Aim of the task: Extract every line in the rows below that contains the word "overcast" and copy each one unchanged.

----- Data for processing -----

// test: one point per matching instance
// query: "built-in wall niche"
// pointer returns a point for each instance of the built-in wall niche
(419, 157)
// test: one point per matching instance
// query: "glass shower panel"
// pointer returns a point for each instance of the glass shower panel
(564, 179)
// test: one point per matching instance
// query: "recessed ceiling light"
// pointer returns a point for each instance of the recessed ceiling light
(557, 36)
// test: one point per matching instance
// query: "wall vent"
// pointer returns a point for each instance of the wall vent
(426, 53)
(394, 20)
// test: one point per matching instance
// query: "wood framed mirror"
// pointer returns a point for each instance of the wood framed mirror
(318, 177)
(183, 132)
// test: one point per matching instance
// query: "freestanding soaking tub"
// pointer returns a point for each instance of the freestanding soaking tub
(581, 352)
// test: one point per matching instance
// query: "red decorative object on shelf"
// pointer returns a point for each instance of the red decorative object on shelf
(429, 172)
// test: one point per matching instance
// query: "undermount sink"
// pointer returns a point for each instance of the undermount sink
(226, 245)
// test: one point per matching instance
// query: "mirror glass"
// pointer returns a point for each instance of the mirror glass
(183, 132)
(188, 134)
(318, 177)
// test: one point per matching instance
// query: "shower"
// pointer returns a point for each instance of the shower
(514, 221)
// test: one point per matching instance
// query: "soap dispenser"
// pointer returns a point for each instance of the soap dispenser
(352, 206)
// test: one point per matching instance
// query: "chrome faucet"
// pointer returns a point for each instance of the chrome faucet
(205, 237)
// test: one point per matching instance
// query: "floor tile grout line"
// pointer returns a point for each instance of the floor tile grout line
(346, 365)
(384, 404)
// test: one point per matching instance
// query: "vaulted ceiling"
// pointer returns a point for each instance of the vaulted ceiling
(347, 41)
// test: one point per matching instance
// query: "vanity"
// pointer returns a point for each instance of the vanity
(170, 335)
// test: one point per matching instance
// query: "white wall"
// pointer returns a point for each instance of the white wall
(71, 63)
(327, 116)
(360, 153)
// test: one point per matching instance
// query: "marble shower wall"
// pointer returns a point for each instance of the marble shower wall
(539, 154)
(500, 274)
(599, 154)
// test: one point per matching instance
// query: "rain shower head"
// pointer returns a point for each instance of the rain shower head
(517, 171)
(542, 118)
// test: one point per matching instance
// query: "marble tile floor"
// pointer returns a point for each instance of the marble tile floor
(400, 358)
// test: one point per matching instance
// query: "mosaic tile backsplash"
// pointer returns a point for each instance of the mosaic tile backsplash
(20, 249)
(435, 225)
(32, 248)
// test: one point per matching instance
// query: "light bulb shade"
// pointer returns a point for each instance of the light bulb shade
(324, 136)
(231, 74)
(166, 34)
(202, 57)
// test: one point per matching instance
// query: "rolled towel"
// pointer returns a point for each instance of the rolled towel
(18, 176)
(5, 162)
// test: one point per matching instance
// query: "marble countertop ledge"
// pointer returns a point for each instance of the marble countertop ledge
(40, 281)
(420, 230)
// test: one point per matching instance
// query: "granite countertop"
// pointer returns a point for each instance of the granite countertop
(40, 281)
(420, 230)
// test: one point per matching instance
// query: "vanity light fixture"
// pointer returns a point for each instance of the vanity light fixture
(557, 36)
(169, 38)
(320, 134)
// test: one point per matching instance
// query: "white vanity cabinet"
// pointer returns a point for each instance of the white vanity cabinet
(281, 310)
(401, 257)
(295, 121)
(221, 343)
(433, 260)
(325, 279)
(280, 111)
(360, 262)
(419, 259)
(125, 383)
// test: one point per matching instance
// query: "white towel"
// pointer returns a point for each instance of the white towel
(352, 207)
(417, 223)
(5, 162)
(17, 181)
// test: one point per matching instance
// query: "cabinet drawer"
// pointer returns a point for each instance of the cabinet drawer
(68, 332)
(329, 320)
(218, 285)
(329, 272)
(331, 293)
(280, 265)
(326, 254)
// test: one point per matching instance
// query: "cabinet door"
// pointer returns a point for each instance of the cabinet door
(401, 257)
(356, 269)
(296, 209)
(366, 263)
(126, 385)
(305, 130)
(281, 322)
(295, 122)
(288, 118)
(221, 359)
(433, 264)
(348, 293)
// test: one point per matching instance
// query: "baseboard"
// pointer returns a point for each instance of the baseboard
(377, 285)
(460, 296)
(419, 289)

-----
----- Data for processing -----

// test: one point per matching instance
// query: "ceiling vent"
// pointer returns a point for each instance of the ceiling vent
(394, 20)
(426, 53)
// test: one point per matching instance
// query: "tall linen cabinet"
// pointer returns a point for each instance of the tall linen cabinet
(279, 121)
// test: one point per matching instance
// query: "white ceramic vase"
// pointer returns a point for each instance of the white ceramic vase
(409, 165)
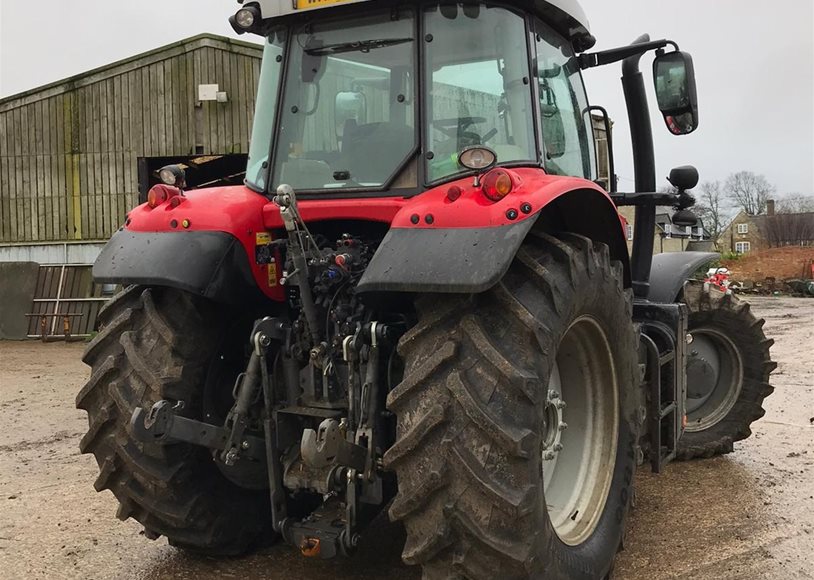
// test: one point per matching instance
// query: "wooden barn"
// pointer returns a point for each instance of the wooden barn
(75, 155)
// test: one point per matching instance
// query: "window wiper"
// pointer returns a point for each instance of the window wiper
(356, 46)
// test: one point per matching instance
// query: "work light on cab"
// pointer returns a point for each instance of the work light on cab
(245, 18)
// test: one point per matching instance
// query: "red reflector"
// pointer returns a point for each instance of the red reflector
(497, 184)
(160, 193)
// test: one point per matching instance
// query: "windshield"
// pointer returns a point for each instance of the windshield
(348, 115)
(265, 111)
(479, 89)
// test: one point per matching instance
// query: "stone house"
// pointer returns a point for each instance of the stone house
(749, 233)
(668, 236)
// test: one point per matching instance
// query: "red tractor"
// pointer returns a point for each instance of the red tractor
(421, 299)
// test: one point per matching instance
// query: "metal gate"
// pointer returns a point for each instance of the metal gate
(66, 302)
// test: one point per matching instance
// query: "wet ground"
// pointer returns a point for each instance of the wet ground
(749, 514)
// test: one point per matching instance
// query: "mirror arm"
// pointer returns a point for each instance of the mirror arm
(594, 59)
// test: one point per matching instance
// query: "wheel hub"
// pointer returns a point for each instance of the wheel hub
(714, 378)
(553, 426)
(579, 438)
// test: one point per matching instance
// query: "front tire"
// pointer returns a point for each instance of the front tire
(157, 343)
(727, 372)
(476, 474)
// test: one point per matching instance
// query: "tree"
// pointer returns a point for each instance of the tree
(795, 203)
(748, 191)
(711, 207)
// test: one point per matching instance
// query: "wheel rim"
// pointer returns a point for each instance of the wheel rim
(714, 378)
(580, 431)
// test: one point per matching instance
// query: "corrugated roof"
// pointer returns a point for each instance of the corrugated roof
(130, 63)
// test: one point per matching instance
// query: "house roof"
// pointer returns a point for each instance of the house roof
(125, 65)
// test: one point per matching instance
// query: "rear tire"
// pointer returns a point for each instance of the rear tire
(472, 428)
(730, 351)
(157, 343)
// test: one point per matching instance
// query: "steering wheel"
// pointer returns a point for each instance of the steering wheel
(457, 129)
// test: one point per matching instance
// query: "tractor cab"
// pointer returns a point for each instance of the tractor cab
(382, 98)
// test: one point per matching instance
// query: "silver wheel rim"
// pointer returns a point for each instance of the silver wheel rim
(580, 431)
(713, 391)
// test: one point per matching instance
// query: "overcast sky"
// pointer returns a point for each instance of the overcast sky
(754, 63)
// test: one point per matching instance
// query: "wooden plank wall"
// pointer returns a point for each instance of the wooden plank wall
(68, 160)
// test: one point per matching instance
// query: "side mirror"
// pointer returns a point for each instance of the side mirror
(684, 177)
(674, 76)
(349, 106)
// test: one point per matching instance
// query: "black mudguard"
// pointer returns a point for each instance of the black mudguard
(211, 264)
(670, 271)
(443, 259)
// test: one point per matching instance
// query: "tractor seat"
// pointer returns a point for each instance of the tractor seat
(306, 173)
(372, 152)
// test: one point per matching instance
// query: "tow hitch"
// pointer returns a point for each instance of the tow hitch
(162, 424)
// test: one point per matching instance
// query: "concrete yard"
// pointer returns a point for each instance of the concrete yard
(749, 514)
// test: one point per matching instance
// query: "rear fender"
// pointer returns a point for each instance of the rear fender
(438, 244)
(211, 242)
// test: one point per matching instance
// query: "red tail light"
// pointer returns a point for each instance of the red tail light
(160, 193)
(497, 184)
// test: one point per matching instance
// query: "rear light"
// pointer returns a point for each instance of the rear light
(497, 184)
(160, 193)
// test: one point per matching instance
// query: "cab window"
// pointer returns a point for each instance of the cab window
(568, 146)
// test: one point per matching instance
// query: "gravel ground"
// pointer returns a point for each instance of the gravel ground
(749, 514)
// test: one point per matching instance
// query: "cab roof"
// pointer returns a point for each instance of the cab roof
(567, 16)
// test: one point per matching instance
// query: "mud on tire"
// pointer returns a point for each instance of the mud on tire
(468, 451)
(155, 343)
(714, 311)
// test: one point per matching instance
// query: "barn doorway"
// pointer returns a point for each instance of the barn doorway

-----

Solution to this task:
// query: "overcast sky"
// pointer returns a point for each instance of the overcast sky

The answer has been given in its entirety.